- _Given exercise 1_:
In the Hive parse error thread, how many issues does the second answer say it sees with the HQL?
- _Given exercise 2_:
From the Hive parse error thread, write out the passage starting with "There are 2" and going on through "closing brace ).", word for word.

- _Document segment_:
Parse error while using ROW_NUMBER OVER PARTITION BY

2k Views Asked by At

I have used the below query on Hive and got the following parse error though the query does not seem to have any issues.

SELECT TO_DATE(o.order_date), profit, 
       ROW_NUMBER() OVER (PARTITION BY YEAR(o.order_date) ORDER BY profit desc) AS n 
FROM (
    SELECT TO_DATE(o.order_date), SUM(price) AS revenue, 
           SUM(price-cost) as profit 
    FROM products p, order_details d, orders o 
    WHERE (d.prod_id=p.prod_id) AND (d.order_id=o.order_id) 
    GROUP BY o.order_date
)

Error is:

error while compiling statement: failed: parseexception line 6:22 cannot recognize input near '' '' '' in subquery source

2

There are 2 best solutions below

0
On

Well just to mention. You use in your SELECT some aliases like o.order_date) in your TO_DATE and insider your OVER-clause. But your FROM part is just a query in braces without an given alias after the closing brace ).

I would expect ) as o instead.

0
On

I see 3 issues with the HQL:

  1. The group by in the sub query needs to match all non-aggregate columns in the select statement

  2. You need to alias the TO_DATE(o.order_date) bit in the sub query in order to reference it in the top level query (or refer to its system generated alias). It will choke if you attempt to refer to o.order_date in the super query if you don't pass o.order_date up from the sub query (and alias the sub query as o). This also applies to the o.order_date call in the over statement

  3. This might not be causing issues but most of the versions of HIVE that I have used choke if you don't alias sub-queries.

The below code should fix your issues (assuming there are no data issues that that we can't see from looking at the HQL):

SELECT 
    a.dt, 
    a.profit, 
    ROW_NUMBER() OVER (PARTITION BY YEAR(a.dt) ORDER BY profit desc) AS n 
FROM
    (SELECT 
         TO_DATE(o.order_date) dt, 
         SUM(price) AS revenue, 
         SUM(price-cost) as profit 
     FROM 
         products p, order_details d, orders o 
     WHERE 
         (d.prod_id = p.prod_id) 
         AND (d.order_id = o.order_id) 
     GROUP BY 
         TO_DATE(o.order_date) ) a

- _Stored data_:
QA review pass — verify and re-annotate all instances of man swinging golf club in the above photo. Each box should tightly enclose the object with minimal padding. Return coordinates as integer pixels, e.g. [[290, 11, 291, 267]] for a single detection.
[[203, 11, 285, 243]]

- _Written answer 1_:
Three issues.

- _Written answer 2_:
There are 2 best solutions below

0
On

Well just to mention. You use in your SELECT some aliases like o.order_date) in your TO_DATE and insider your OVER-clause. But your FROM part is just a query in braces without an given alias after the closing brace ).